文档片段:
════════════════════
正常情况下,你不应该让其调度到master节点上。
tolerations:
- key: "role.kubernetes.io/master"
operator: "Exists"
effect: "NoSchedule"
- 开始安装
kubectl create ns logging
helm upgrade --install es-master -f values-master.yaml --namespace logging .
helm upgrade --install es-data -f values-data.yaml --namespace logging .
helm upgrade --install es-client -f values-client.yaml --namespace logging .
════════════════════
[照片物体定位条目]

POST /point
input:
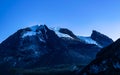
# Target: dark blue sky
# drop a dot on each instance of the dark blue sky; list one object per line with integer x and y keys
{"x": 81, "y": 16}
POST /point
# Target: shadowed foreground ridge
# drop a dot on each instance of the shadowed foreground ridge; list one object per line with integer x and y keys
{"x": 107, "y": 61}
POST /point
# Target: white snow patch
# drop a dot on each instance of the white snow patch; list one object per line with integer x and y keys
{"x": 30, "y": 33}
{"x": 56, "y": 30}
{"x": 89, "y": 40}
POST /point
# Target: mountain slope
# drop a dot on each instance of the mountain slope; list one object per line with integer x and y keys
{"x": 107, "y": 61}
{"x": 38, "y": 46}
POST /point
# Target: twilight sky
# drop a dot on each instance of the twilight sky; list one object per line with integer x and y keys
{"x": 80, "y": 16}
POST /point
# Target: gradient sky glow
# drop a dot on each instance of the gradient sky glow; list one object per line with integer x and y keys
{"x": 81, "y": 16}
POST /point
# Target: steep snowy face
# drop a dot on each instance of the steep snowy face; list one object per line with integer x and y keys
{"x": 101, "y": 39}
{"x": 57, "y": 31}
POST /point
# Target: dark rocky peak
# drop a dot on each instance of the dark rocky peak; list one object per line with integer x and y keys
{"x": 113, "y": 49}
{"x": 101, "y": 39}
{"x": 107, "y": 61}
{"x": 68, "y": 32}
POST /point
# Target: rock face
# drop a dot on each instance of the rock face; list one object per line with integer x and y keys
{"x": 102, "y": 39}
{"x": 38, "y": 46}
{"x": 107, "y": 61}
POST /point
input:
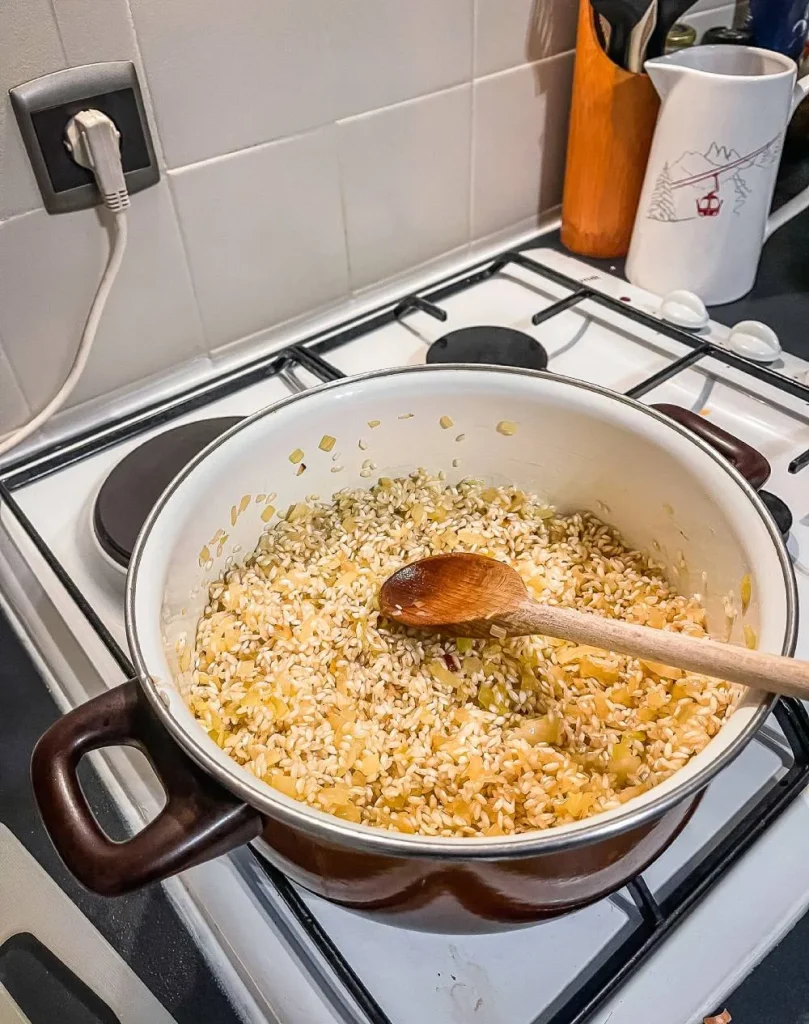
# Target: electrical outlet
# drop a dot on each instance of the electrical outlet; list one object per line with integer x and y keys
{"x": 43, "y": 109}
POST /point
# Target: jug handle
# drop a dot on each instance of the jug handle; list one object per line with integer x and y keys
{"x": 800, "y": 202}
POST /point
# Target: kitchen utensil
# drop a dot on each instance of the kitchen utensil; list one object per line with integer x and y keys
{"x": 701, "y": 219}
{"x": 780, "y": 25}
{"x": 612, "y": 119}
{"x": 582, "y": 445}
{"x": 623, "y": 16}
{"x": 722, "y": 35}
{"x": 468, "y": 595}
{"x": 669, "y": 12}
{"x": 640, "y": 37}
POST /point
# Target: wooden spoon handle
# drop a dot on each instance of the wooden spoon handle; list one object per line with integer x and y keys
════════════════════
书面任务:
A) 从条目中提取所有含有字符串“dark”的行，匹配时区分大小写。
B) 接着 Helm 安装说明的最后一行往下续写。
上述 Helm 安装说明与条目是彼此独立的两部分材料。

各题输出:
A)
# Target: dark blue sky
# drop a dot on each instance of the dark blue sky; list one object per line with integer x and y keys
# Target: dark rocky peak
# drop a dot on each instance of the dark rocky peak; list one object per line with integer x and y keys

B)
- 校验
kubectl run cirros-$RANDOM -it --rm --restart=Never --image=cirros -- curl --user elastic:ydzsio321 -H 'Content-Type: application/x-ndjson' http://10.96.105.164:9200/
{
"name" : "elasticsearch-master-2",
"cluster_name" : "elasticsearch",
"cluster_uuid" : "pihlND64SqKGge_RneVeFg",
"version" : {
"number" : "7.12.0",
"build_flavor" : "default",
"build_type" : "docker",
"build_hash" : "78722783c38caa25a70982b5b042074cde5d3b3a",
"build_date" : "2021-03-18T06:17:15.410153305Z",
"build_snapshot" : false,
"lucene_version" : "8.8.0",
"minimum_wire_compatibility_version" : "6.8.0",
"minimum_index_compatibility_version" : "6.0.0-beta1"
},
"tagline" : "You Know, for Search"
}
可能出现的问题
# kubectl describe pod elasticsearch-master-0 -n logging
Q: pod has unbound immediate PersistentVolumeClaims
A: 检查 pvc 状态。
Q: Insufficient cpu
A: cpu 资源不足,无法调度, 调低 cpu 资源的 request。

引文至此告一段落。